Assignment
Could you continue the film review below, the one about Bazil and Mama Chow's family of junk-collecting misfits, starting after its last sentence?

And yup, you guessed it, this would officially be whimsy alarm bell Number Three! Or, in the parlance of baseball enthusiasts the world over: "Three strikes and yerrrrrrrrr out!"
At this point, my only thought is, how bad can this possibly get?
Well, hold on a moment and you, like I did, will receive the answer.
After a mime performance in the street, he is hailed over to the table of a distinguished looking old rapscallion (Jean-Pierre Marielle) who introduces himself as Slammer (he's spent most of his life in prison - get it?). Bazil is convinced by Slammer that he needs a safe haven, a place to be useful, a family. Slammer bids Bazil follow him to what could be a new home and beginning.
Here is where the vomit-meter overloads. Within the bowels of a dank cave-like environ, Bazil is introduced to a group of fellow misfits who live happily together - away from the cruelty of the outside world, and spend their time assembling other people's junk and ever-so whimsically, transform the trash into a variety of magical contraptions and/or art. Jeunet stalwart Dominique Pinon plays some loser who wants to get himself into the world record books for being a cannonball artist. Claude Zidi regular Michel Cremades plays an especially offensive whimsy-poo who creates all manner of "magical" art and toys and has the stupidest bovine expression on a human face since Audrey Tatou in "Amelie". As if this wasn't sickening enough, there is a female contortionist who becomes Bazil's love interest and some idiotically whimsical young lady who can only communicate through complex calculations (Ulrich Seidl knows such a character needs to be treated disdainfully as a cretin - much like a similar character in the admirable Austrian iconoclast's "Dog Days").
If any of this hasn't invoked bile yet, I've saved the most disgustingly whimsical character for last - a cherry, so to speak, on an ice cream sundae, flavoured with waste-treatment-plant sludge for syrup. The matriarch of this utterly horrid "family" is the porcine Mama Chow who dotes over all the "children" (losers) since she moronically lost her own children when they entered a house of mirrors at the circus and never came out. I can only assume she is meant to be rather challenged in the brain department.

Information provided

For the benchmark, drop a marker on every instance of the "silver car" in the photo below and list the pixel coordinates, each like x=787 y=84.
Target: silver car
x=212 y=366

Response area
Oh yeah, and if you're still not convinced to avoid this grotesquerie, feel free to become Father Damien and hop onto the isle of Molokai that is "Micmacs" and thrill to this group of loveable spastic lunatics as they band together to destroy the arms manufacturers (yes, the companies bear the same mysterious logos we've seen earlier) who orphaned Bazil with the mine that killed his Dad and turned him into a walking dead man with the bullet that's lodged in his brain.
What finally drives me insane about this picture and "Amelie" (and no doubt, the one Jeunet I still have to force myself to see) is that Jeunet is clearly a born filmmaker. Cinema is hardwired into his DNA. He is not only an artist of the highest order, but he's proven that he also has proficiency, a sense of humour and the potential to make some great movies that will truly knock us on our ass, or, at the very least, scare the living wits out of us.
This horrendous phase of machine-tooled whimsy must end. Better Jeunet should instil vomit through the GENRE of horror rather than the horror that is this unrelentingly happy-happy-happy-let's-do-good-for-society nonsense. The first fifteen minutes of the picture suggested that greatness would follow. I try to imagine the picture it could have been, but I suppose that's completely unfair. Jeunet decided to crap where he sleeps and instead, delivered a bunch of "loveable" losers to make (a) losers feel good about themselves and (b) those who do not consider themselves losers to feel good about EMPATHIZING with losers.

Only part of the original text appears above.